На главную / Искусство / Т. С. Карпова «Бавария и Богемия», Части III и IV

Т. С. Карпова «Бавария и Богемия», Части III и IV





Красное пиво

В гостинице завтрака нет; нужно искать его на стороне. Отсутствие завтрака меня не пугает. У меня есть колбаски из Ротенбурга. Приятно пахнет свёрток в рюкзаке – то-то переполошатся собачки-ищейки в аэропорту. Ну а что вы, собственно? Человек имеет право путешествовать с колбасой. Имеет ведь? Лучше подумаем, что съесть на завтрак – колбаски или пирожные? Нюрнберг силён по части сосисок и пряников, но слаб по части тортов и сливового пирога. Можно выпить пива.

Пить ли пиво с утра? У разных народов свои представления, когда и что пить. В Абхазии женщины с утра выпивают стопку чачи для тонуса. В Америке другие обычаи. Мы сдали на водительские права и были так рады, что пива принесли, прямо в лабораторию, а наши американские товарищи, специалисты по актиновому цитоскелету, не пьют. «Вы что?» – спросили мы. «Так ведь утро же», – простодушно ответили американцы. Нам было очень смешно. А вам? И вот ещё – сцена в немецкой сосисочной в Сент Луисе. Сент Луис между прочим немецкий город, вокруг него полно виноградников, переселённых из Германии, и немецкие колонисты этим очень гордились, до второй мировой. А во вторую мировую они погрустнели, особенно те, кто плохо говорил по-английски. Тут уже можно кричать: «Вот видите, не одни мы такие!»  Не совсем такие, как мы, никого не расстреливали; но соседи могли сделать жизнь этих людей очень противной, и чаще всего делали; так сказать «инициатива снизу». Поэтому, руководствуясь принципом «сосед тоже бьёт жену», перестанем себя корить за превентивные чистки обрусевших немцев во время Отечественной войны. Вернёмся к немецкой колбасной, одной на весь Сент Луис, семейной.

Строки
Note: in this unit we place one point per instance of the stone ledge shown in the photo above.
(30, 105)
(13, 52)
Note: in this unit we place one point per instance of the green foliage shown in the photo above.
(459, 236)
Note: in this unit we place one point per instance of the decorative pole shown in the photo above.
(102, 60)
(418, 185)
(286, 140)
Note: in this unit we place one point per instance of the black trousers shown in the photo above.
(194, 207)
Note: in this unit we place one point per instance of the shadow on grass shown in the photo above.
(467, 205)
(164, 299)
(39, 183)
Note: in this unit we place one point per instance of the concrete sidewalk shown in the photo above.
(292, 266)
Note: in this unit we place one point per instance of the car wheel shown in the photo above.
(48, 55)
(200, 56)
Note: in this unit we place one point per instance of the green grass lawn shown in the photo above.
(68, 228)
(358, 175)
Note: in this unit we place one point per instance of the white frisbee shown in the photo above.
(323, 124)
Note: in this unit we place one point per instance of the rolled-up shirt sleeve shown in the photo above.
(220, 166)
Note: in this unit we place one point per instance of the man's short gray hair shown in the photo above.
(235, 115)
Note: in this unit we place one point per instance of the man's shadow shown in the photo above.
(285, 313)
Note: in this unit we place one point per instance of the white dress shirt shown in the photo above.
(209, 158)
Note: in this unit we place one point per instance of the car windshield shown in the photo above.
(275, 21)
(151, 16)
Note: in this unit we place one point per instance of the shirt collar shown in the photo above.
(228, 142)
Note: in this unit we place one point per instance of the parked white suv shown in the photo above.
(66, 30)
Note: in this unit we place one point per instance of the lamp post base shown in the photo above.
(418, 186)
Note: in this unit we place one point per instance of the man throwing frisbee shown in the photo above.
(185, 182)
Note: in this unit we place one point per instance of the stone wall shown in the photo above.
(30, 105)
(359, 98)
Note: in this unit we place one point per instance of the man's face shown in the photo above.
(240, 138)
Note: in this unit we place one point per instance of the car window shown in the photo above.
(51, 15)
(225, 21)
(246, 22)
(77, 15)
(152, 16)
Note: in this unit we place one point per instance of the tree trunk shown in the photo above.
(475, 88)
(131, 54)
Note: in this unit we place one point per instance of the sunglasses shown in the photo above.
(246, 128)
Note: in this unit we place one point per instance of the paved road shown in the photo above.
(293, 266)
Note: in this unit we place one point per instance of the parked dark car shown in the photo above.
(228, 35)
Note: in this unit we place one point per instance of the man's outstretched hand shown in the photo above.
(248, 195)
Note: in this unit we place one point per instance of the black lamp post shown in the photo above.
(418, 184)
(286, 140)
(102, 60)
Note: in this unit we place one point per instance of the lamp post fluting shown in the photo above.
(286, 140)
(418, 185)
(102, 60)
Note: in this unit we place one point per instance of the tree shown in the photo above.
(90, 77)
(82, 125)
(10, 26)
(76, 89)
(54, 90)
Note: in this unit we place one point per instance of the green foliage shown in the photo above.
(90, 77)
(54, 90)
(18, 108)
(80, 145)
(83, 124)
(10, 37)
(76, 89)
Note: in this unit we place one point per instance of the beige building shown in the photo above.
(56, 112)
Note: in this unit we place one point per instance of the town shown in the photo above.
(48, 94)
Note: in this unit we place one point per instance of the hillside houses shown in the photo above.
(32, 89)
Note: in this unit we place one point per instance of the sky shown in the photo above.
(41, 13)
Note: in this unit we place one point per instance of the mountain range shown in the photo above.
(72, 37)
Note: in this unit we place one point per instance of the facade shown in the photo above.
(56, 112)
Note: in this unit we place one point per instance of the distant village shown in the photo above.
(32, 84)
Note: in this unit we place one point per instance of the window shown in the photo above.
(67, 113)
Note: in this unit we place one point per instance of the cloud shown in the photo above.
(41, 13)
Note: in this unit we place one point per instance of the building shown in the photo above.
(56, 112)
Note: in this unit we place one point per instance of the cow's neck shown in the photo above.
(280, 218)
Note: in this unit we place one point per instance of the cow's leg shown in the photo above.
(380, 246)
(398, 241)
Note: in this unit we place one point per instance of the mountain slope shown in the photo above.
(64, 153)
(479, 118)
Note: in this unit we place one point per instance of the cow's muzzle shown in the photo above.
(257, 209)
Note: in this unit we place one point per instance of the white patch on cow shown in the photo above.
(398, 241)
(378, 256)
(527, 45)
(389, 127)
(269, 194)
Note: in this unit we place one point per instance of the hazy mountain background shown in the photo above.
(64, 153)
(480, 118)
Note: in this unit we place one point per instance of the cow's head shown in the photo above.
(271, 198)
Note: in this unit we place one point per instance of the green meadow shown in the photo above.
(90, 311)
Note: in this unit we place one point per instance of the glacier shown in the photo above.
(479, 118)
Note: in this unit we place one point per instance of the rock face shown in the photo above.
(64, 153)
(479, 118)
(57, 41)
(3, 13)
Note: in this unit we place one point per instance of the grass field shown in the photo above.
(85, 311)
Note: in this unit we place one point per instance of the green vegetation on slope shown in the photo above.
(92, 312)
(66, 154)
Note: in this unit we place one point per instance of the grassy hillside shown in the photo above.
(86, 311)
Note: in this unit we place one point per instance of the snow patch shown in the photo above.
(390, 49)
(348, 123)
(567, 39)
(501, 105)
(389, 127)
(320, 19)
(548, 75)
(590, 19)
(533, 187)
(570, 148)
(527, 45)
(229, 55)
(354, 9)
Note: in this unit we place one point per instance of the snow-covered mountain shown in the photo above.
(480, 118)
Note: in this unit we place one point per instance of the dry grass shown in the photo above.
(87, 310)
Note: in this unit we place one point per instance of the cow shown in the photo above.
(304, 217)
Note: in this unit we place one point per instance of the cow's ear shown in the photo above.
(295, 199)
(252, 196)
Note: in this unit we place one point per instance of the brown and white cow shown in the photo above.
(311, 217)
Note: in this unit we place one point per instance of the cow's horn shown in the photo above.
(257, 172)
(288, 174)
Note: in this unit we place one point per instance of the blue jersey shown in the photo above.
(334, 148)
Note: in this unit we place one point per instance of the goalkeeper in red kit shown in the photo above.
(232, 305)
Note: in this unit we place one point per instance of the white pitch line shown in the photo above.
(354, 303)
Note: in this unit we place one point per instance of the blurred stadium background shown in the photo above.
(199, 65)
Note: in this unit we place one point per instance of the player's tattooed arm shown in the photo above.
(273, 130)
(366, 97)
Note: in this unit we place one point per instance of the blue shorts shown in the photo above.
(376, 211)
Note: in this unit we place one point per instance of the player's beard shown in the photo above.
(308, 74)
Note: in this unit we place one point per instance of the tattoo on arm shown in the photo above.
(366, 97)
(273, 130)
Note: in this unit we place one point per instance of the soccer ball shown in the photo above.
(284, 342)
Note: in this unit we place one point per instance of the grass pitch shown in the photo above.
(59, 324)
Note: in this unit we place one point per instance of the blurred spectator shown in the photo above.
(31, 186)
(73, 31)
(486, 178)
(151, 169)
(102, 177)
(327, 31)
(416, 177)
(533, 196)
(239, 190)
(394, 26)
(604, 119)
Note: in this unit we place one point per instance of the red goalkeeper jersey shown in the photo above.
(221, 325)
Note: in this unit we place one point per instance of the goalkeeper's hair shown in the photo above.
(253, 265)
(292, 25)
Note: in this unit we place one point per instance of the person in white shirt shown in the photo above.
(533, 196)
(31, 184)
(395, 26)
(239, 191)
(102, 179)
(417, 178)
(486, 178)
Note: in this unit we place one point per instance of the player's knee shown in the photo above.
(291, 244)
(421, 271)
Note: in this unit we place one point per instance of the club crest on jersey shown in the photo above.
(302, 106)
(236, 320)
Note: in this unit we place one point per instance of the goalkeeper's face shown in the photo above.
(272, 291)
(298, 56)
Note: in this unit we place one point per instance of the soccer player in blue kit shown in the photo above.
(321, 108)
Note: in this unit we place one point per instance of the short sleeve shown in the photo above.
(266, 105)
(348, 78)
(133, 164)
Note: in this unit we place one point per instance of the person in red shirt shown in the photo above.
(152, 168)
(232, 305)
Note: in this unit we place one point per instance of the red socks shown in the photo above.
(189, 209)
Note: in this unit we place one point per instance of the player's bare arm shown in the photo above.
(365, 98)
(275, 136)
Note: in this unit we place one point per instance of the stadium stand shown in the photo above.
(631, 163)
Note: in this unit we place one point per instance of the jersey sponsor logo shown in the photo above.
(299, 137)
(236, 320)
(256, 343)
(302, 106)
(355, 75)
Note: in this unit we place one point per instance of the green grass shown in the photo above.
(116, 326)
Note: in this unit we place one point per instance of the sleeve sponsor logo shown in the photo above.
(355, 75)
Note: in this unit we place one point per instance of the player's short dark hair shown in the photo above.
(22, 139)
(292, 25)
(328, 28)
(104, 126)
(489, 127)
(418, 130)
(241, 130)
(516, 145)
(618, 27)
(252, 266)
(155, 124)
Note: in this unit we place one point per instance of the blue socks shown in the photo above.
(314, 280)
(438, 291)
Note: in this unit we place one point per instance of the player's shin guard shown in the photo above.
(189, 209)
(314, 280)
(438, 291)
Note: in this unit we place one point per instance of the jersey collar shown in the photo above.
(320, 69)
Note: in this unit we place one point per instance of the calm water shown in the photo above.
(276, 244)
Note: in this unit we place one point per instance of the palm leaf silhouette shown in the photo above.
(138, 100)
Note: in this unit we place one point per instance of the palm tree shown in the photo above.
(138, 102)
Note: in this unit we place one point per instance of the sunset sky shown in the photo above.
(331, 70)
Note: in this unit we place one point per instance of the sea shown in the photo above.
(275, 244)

Задачи
1. Перепишите без изменений фрагмент очерка о Баварии и Богемии от «Красное пиво» до «Можно выпить пива.» включительно.
2. Продолжите путевой очерк о Баварии и Богемии с того места, на котором он заканчивается.

Набор ответов
1.
Красное пиво

В гостинице завтрака нет; нужно искать его на стороне. Отсутствие завтрака меня не пугает. У меня есть колбаски из Ротенбурга. Приятно пахнет свёрток в рюкзаке – то-то переполошатся собачки-ищейки в аэропорту. Ну а что вы, собственно? Человек имеет право путешествовать с колбасой. Имеет ведь? Лучше подумаем, что съесть на завтрак – колбаски или пирожные? Нюрнберг силён по части сосисок и пряников, но слаб по части тортов и сливового пирога. Можно выпить пива.

2.
Мясник – толстый, потому что немцы вне Германии становятся не представительными, а просто толстыми, – предлагает всем, кто пожелает, банку пива. И никто не берёт – утро! Ну и кто после этого тут немец? Кто послушен даже в отсутствие милиционера? Американец, многоевропейского происхождения. Я не такая. Если я приду на завтрак и мне нальют пива, я его спокойно выпью. Я обычно пива с утра не пью, я даже его не очень и люблю, как вы знаете, но я выпью – у меня нет табу на алкоголь с утра. В каждой стране всё держится не на законах, а на внутреннем понимании справедливости, которая для всех времён и народов своя. «Пить ли с утра?» – безобидно. Вопросы расизма, прав женщин и всяческих меньшинств – обидно. А всеобщая нелюбовь и недоверие к учёным, которые проявились в последние десятилетия, задевает и тревожит: видишь, что в нашем безопасном, богатом, культурном обществе идут сейсмические подвижки в вопросах «что такое хорошо и что такое плохо».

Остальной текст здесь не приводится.